▶ **Input rows**
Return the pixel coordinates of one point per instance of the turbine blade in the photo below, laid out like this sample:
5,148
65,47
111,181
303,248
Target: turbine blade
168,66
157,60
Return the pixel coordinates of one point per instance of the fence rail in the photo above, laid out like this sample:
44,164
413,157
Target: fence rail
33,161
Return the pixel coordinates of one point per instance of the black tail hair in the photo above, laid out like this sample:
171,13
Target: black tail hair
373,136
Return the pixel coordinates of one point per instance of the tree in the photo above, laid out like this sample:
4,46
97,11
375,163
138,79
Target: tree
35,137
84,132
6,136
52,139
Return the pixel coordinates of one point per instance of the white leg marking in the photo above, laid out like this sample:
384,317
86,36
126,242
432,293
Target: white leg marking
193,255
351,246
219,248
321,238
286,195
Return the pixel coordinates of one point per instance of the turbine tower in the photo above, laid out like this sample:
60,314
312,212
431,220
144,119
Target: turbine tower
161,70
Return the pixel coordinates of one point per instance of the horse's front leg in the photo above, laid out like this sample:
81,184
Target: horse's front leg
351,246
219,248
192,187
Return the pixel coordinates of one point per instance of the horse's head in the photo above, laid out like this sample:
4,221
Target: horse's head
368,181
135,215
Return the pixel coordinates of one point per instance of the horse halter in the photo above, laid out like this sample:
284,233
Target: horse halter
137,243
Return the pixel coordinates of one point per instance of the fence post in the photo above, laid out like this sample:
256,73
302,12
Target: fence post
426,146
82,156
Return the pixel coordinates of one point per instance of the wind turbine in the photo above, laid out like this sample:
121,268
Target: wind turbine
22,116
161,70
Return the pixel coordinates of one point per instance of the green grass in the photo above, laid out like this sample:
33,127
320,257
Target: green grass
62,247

▶ **Task prompt**
The records above should be returned exactly.

▶ **Solution to this task**
Return the pixel coordinates of one point per instance of the turbine blade in the photo below, laid out like this sample:
5,148
65,47
111,181
303,248
Target: turbine blade
168,66
157,60
Return the pixel coordinates of one point per instance of the fence rail in the photo above, laid out like this sample:
44,164
413,157
Target: fence rail
33,161
Return the pixel coordinates of one point per instance of the black tail hair in the photo above, laid out like this sample:
171,13
Target: black tail hair
373,136
Return the pixel coordinates of one point per instance of the tree in the photo above, laid out like this sample:
4,46
97,11
375,163
138,79
Target: tree
35,137
84,132
6,136
52,139
Return the pixel coordinates of one point per instance of the white leg marking in the photo above, laid out like this sample:
384,317
86,36
126,242
432,293
Target: white leg marking
193,255
351,246
219,248
321,238
286,195
Return the pixel coordinates of one point per instance of the turbine tower in the photo above, laid out like this sample:
60,314
312,212
431,220
144,119
Target: turbine tower
161,70
Return the pixel coordinates of one point per instance of the horse's front leg in the photo above, laid out like this sample:
81,184
Target: horse's front leg
351,246
219,248
192,187
Return the pixel coordinates of one point per instance of the horse's head in the photo above, laid out like this sample:
4,221
Target: horse's head
368,181
135,215
Return the pixel coordinates of one point per instance of the horse halter in the photo above, laid out like this sample:
284,233
Target: horse halter
137,243
Return the pixel coordinates of one point per instance of the fence post in the photo above, laid out like this sample:
256,73
302,12
Target: fence post
426,146
82,156
Return the pixel coordinates of one point per instance of the wind turbine in the photo above, laid out like this sample:
121,268
Target: wind turbine
22,116
161,70
Return the pixel coordinates of one point per instance of the green grass in the photo above, laid out like this sample:
33,127
320,257
Target: green grass
62,247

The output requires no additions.